Reading text ▸
From here we can set R_{L_{\text{Jack}}} to zero.

\begin{align*} 0 &= R_{L_{\text{Jack}}} \\ 0 &= \frac{1}{n} (\sum_{\text{if }y_i \geq h} -2 \alpha(y_i - h) + \sum_{\text{if }y_i < h} 3 \beta |h - y_i|^2) \\ 0 &= -2 \alpha \sum_{\text{if }y_i \geq h} (y_i - h) + 3 \beta \sum_{\text{if }y_i < h} |h - y_i|^2 \end{align*}

We know h^* minimizes empirical risk and makes it 0, so h^* will make the sum of these two derivative parts sum up to zero.

Difficulty: ⭐️⭐️⭐️⭐️

The average score on this problem was 34%.

Problem 1.3

For any set of values y_1, y_2, ..., y_n in sorted order y_1 \leq y_2 \leq ... \leq y_n, evaluate h^* when \alpha = 0.

Any number \leq y_1

When \alpha = 0 the loss function becomes:

L_{\text{Jack}}(y_i, h) = \begin{cases} 0 & \text{if } y_i \geq h, \\ \beta \cdot |y_i - h|^3 & \text{if } y_i < h, \end{cases}

This means if y_i \geq h then the loss for every data point is 0. In contrast if y_i < h then the loss will increase by the function \beta \cdot |y_i - h|^3. We want the loss to be as small as possible. This means we want an h^* that will avoid any positive contribution to the loss term. If we did an h^* less than any value in the dataset then y_i will be greater than them. This leads to a loss of 0. This means we want any number \leq y_1.

Stored data ▸
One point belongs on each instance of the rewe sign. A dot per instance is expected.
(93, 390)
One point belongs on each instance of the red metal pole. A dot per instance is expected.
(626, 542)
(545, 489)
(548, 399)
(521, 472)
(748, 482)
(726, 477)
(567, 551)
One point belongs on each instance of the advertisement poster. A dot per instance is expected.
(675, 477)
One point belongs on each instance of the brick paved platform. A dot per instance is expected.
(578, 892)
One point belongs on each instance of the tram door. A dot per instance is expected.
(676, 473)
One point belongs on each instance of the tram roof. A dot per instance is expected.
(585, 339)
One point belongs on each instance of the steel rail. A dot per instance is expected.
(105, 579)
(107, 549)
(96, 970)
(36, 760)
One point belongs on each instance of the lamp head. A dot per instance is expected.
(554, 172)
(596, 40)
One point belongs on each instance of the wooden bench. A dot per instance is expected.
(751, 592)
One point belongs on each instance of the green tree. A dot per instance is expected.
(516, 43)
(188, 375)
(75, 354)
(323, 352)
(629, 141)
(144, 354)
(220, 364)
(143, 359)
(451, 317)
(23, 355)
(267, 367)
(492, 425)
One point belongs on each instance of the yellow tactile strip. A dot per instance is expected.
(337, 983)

Aim 1 ▸ Reproduce the portion of the loss-function solution text starting with "The average score" and going on through "when \alpha = 0.".
Aim 2 ▸
Answer these questions from the loss-function solution text:
(a) What average score is reported for the problem rated with four stars?
(b) What value of \alpha does Problem 1.3 use?
(c) What is the answer to Problem 1.3?

Correct answer 1 ▸
The average score on this problem was 34%.

Problem 1.3

For any set of values y_1, y_2, ..., y_n in sorted order y_1 \leq y_2 \leq ... \leq y_n, evaluate h^* when \alpha = 0.

Correct answer 2 ▸
(a) 34%
(b) \alpha = 0
(c) Any number \leq y_1